[Coordinate labeling records]

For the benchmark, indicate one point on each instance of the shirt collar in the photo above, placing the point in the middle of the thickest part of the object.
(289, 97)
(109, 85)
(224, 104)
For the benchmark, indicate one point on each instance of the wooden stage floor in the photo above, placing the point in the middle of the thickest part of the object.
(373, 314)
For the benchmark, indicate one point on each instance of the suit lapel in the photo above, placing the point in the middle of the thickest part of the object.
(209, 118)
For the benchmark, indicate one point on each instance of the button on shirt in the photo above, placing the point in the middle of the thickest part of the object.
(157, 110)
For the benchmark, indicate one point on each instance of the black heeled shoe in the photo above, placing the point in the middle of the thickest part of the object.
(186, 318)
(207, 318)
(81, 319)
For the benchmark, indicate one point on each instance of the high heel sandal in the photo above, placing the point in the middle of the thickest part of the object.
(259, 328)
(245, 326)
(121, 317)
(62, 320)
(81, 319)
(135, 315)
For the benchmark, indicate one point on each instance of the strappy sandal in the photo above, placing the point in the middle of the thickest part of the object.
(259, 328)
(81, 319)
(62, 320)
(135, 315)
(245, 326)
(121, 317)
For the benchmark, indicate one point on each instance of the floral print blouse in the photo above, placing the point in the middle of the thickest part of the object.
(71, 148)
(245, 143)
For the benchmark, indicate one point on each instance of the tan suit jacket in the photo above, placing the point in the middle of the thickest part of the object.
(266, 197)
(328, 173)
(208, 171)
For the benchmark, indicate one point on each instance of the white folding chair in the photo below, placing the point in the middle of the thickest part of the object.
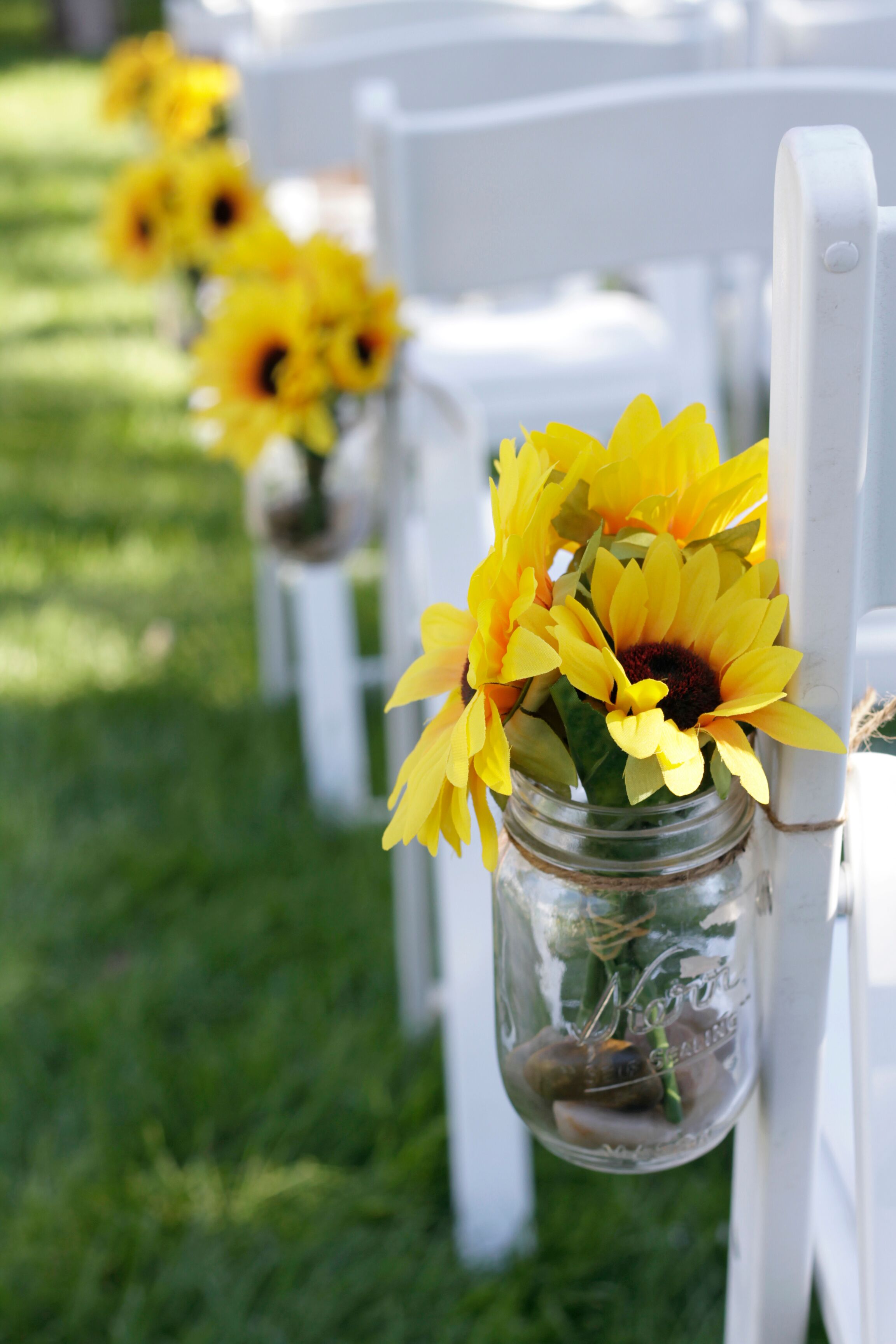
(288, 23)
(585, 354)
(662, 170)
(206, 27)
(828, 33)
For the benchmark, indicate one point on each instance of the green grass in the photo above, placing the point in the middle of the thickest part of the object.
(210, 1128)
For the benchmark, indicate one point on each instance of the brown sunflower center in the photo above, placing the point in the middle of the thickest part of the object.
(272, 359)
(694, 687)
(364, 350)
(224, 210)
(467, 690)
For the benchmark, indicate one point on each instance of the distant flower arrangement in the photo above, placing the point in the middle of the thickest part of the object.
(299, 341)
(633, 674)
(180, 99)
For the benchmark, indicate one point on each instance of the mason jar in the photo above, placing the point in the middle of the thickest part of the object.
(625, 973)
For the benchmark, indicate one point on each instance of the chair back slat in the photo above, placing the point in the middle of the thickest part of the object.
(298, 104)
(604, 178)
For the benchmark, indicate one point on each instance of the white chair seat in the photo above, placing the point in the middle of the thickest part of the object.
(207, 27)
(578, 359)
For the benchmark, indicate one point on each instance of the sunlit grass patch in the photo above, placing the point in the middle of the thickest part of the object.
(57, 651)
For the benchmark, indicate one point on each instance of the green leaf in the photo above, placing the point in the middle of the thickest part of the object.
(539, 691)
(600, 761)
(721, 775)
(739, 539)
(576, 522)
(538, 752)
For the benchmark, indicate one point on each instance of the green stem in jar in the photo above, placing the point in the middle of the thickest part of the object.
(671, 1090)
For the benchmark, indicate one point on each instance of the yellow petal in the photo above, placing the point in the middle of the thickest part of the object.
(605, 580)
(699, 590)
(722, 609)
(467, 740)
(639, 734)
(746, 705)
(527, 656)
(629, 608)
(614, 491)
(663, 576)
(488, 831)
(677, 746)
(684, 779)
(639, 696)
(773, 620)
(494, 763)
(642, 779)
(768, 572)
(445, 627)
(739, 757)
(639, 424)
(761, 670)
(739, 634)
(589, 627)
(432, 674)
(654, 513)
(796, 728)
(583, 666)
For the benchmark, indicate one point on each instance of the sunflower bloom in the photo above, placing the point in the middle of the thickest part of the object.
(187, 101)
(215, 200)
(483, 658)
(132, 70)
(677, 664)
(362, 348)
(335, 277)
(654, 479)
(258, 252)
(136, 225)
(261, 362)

...

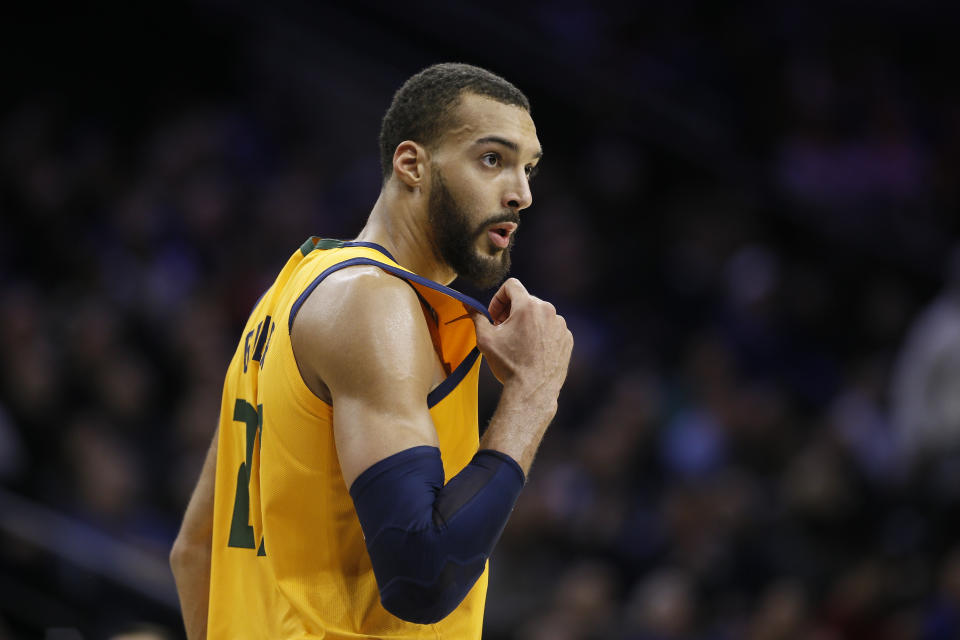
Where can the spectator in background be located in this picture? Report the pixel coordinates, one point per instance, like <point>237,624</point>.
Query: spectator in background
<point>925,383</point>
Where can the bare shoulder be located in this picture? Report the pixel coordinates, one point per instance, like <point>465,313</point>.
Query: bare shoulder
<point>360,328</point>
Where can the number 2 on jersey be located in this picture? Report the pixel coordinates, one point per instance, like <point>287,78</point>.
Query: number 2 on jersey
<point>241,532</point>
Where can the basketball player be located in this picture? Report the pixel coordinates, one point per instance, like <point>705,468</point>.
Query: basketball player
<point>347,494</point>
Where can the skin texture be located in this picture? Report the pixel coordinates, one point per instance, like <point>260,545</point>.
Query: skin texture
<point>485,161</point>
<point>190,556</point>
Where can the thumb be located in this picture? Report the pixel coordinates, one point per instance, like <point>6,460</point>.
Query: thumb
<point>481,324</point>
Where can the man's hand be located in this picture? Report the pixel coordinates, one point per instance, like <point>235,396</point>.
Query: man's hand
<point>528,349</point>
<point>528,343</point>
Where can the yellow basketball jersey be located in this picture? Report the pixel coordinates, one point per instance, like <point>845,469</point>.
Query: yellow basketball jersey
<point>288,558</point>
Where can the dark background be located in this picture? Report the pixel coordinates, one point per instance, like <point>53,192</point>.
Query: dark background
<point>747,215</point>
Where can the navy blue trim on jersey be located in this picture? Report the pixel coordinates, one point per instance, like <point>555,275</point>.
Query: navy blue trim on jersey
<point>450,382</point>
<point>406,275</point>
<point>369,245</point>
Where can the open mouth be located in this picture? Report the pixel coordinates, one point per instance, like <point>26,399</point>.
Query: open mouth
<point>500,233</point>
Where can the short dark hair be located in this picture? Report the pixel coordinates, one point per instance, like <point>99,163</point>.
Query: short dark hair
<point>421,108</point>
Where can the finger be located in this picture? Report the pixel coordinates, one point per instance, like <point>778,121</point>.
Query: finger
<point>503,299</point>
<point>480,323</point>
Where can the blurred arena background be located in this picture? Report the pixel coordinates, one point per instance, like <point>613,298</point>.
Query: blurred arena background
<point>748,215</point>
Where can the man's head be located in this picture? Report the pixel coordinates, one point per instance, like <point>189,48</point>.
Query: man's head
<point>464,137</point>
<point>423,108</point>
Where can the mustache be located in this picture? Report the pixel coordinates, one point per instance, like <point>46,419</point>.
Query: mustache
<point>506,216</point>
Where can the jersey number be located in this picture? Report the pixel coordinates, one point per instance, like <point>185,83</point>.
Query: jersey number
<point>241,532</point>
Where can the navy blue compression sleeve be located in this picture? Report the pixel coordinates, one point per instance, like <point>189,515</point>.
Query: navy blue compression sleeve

▶ Goal: Rewrite the part that opens with the line containing "Where can the thumb" and closes with the line containing "<point>747,215</point>", putting "pixel positions" wherever "pixel coordinates" appears and keeping everything else the same.

▶ Exercise response:
Where can the thumb be located in this picture? Report the pixel positions, one point per instance, like <point>6,460</point>.
Query: thumb
<point>481,324</point>
Where can the man's hand be located in this picture? Report the pixel positions, one point per instance, like <point>235,396</point>.
Query: man's hand
<point>528,349</point>
<point>528,343</point>
Where can the yellow basketball jersey be located in this picture? Report the pixel positions, one point per instance, like <point>845,469</point>.
Query: yellow basketball jersey
<point>288,558</point>
Where can the dark background be located in this picture? Report the pixel positions, one point per instance, like <point>53,192</point>.
Query: dark background
<point>747,215</point>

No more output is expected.